— Start of READING PASSAGE —

The language of the Torrens Act does not provide any direct answer to the Registrar's contention; nor has the contention been considered in any reported decision in Illinois. The Registrar urges that in order to serve the objective of the Act, that is, to enable an intending purchaser to determine the condition of title from the register we should read into the Act a provision similar to section 30 of 'An Act concerning conveyances' (Ill.Rev.Stat.1973, ch. 30, par. 29) (hereafter the Conveyance Act). Section 30 provides that a judgment creditor, as well as a Bona fide purchaser, who records his judgment in accordance with the provisions of the Conveyance Act (Ill.Rev.Stat.1973, ch. 30, pars. 1--37a) acquires rights superior to those of the holder of a prior unrecorded interest. It is only because of this statute that a judgment creditor will prevail over the holder of a prior but unrecorded interest. Hooper v. Haas, 332 Ill. 561, 568, 164 N.E. 23; East St. Louis Lumber Co. v. Schnipper, 310 Ill. 150, 156, 141 N.E. 542; 3 E. Grigsby, Illinois Real Property, secs. 1194, 1208 (1948).

— End of READING PASSAGE —
— Start of RECORDS SUPPLIED —

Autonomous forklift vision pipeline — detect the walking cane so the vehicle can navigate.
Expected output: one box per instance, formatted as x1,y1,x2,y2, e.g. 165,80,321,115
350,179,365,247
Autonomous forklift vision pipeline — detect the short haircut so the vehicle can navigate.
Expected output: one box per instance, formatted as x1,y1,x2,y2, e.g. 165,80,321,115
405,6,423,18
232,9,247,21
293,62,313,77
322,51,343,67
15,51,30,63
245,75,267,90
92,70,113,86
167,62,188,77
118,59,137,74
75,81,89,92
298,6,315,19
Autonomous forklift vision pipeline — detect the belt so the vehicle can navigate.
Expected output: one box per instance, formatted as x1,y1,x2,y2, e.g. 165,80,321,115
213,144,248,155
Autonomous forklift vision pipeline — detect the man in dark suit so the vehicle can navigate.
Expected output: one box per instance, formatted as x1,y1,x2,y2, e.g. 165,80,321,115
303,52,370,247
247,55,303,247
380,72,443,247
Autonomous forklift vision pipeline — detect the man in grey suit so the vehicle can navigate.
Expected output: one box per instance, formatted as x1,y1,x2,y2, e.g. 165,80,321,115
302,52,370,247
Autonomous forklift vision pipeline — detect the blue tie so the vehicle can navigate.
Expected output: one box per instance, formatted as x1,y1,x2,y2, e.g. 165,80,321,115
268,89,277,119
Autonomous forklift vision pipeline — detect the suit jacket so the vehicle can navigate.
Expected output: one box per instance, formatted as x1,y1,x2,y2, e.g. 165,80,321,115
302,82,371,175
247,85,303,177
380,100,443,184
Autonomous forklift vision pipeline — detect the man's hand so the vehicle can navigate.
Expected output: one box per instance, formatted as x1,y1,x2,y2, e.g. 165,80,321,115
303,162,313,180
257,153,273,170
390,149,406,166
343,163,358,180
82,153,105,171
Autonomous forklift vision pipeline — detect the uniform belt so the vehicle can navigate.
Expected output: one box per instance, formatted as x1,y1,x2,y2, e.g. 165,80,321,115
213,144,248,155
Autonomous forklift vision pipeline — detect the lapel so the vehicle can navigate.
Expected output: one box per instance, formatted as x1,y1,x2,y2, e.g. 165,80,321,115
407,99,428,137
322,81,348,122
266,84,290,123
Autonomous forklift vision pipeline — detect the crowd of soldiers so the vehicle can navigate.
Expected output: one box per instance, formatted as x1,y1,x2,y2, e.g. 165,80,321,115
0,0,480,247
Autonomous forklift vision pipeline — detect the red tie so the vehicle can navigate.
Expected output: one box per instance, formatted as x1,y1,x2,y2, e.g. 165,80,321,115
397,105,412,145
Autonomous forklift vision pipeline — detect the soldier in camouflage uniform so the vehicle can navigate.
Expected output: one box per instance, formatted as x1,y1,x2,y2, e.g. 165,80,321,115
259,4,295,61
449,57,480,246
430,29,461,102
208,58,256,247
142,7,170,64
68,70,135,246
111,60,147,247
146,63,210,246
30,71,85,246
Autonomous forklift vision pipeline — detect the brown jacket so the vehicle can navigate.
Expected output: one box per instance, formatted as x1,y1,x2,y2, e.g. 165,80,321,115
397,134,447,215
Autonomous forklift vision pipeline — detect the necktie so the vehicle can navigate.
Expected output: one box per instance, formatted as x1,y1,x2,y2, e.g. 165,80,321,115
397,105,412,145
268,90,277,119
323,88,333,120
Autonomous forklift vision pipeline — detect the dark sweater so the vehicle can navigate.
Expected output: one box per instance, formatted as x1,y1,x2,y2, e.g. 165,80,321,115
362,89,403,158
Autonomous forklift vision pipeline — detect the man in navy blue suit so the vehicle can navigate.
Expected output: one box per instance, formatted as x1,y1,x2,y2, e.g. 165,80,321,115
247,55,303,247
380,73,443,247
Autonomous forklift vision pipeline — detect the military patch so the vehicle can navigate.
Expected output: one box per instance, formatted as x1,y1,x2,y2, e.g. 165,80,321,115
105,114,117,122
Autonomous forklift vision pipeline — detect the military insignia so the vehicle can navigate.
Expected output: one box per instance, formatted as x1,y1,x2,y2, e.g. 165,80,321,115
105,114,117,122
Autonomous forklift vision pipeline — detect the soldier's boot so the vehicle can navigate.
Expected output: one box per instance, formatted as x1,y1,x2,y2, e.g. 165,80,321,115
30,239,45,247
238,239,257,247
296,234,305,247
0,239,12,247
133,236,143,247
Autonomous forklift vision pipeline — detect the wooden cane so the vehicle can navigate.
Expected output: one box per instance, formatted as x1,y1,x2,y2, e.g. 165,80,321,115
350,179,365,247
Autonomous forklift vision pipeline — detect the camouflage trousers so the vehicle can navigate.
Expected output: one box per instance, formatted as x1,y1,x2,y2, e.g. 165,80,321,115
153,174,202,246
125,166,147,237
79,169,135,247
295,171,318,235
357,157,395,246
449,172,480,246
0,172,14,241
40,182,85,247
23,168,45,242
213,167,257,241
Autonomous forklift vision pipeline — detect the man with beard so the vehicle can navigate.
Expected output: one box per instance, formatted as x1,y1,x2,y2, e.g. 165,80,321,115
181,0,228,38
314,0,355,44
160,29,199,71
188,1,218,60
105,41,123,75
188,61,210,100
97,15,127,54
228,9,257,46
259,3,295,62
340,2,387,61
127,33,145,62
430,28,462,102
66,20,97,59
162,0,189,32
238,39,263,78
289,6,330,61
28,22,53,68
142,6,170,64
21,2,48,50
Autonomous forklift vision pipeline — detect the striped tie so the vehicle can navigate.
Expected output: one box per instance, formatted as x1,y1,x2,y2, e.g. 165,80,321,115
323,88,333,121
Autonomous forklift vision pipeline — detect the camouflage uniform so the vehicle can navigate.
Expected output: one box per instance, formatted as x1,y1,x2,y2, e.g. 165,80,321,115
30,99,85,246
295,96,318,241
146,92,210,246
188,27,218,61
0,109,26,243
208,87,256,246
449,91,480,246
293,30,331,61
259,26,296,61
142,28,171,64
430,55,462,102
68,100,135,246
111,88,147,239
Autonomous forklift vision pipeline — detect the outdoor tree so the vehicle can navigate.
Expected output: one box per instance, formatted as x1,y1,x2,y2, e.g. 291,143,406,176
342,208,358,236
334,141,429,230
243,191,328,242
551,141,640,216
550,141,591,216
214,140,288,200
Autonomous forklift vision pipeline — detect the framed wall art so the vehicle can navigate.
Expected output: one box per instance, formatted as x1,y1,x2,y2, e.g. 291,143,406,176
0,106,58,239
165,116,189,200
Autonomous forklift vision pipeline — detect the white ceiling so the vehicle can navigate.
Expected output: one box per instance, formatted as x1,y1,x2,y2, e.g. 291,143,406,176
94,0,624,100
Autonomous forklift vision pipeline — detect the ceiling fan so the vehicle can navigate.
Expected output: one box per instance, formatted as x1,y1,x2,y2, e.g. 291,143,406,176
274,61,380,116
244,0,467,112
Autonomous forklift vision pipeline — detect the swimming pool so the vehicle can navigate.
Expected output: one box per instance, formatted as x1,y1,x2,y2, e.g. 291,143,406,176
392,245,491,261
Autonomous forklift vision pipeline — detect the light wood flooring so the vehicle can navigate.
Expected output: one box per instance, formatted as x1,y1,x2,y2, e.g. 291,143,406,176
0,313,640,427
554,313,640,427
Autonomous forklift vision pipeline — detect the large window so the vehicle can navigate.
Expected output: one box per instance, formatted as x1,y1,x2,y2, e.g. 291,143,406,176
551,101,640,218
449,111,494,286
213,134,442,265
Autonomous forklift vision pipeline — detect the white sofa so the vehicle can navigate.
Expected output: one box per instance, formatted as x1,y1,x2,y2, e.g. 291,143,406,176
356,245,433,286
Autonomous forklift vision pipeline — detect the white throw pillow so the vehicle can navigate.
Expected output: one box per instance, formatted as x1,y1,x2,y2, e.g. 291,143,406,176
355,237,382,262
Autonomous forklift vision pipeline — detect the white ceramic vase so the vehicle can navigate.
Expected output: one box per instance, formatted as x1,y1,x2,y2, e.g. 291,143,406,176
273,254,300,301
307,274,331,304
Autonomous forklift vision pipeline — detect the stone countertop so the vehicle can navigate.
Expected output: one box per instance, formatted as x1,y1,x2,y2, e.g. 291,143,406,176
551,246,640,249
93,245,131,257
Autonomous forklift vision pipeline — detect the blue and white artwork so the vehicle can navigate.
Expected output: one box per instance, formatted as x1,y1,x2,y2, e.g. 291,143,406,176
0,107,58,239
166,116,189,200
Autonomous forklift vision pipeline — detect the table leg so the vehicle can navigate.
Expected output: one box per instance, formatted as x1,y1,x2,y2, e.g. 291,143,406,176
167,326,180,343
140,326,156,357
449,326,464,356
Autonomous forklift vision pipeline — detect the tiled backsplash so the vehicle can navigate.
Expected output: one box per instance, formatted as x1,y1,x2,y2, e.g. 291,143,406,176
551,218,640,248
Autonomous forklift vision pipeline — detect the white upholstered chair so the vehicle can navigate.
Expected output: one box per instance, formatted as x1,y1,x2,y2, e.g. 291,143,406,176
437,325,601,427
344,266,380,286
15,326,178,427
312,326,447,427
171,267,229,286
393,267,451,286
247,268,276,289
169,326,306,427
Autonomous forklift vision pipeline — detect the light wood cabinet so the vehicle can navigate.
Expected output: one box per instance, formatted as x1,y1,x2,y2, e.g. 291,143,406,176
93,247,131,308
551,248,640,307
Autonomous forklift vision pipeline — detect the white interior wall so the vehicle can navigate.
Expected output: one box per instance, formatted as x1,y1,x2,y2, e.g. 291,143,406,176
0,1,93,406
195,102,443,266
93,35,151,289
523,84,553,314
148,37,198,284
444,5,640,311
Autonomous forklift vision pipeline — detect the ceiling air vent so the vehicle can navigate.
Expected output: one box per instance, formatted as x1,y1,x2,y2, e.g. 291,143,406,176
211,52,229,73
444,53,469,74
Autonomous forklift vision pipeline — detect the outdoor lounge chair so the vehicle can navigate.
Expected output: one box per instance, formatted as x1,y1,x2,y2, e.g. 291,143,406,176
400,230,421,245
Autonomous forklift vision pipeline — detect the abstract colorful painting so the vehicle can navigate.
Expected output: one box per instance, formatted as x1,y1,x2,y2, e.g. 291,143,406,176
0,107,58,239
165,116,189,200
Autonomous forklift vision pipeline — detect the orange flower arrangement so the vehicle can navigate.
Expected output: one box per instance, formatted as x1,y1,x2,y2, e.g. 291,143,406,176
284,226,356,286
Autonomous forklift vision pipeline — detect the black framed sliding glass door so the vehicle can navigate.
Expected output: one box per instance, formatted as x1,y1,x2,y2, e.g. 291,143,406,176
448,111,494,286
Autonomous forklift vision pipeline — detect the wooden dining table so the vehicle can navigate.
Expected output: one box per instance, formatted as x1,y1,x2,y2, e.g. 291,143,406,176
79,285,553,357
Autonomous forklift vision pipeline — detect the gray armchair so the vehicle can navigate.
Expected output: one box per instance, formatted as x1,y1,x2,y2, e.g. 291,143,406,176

— End of RECORDS SUPPLIED —

> _THINGS TO DO_
**a.** Answer these about the Torrens Act passage:
(i) Which section of the Conveyance Act does the Registrar want read into the Torrens Act?
(ii) According to the Registrar, what objective does the Torrens Act serve?
(iii) What rights does a judgment creditor acquire by recording his judgment under the Conveyance Act?
**b.** Please continue the Torrens Act passage from its last sentence.

> _SET OF ANSWERS_
**a.**
(i) Section 30.
(ii) To enable an intending purchaser to determine the condition of title from the register.
(iii) Rights superior to those of the holder of a prior unrecorded interest.

**b.**
The plea of the Registrar that we read into the Torrens Act what section 30 of the Conveyance Act provides cannot be allowed. To do so would be an egregious intrusion upon the legislative authority. The Torrens Act was designed by the legislature to protect intending purchasers (People v. Mortenson, 404 Ill. 107, 88 N.E.2d 35; Balzer v. Pyles, 350 Ill. 344, 183 N.E. 215; In re Bickel, 301 Ill. 484, 134 N.E. 76; Hacken v. Isenberg, 288 Ill. 589, 124 N.E. 306), and has never been considered to extend the preference to judgment creditors. Judgment creditors under section 30 are preferred to holders of prior but unrecorded interests only because of that statute. Section 30 existed prior to the Torrens Act and it is not unreasonable to say that had the legislature intended that judgment creditors receive under the Torrens Act the priority and preference they are given under section 30 it would have inserted a provision in the Torrens Act similar to section 30.

The Torrens Act provides that in disputes under it, courts should be guided by the provisions of the Act, of course, and by general principles of equity. (Ill.Rev.Stat.1973, ch. 30, pars. 59, 70, 130, 131; Klouda v. Pechousek, 414 Ill. 75, 110 N.E.2d 258; Balzer v. Pyles, 350 Ill. 344, 183 N.E. 215; Amundson v. Glos, 271 Ill. 209, 110 N.E. 914.)...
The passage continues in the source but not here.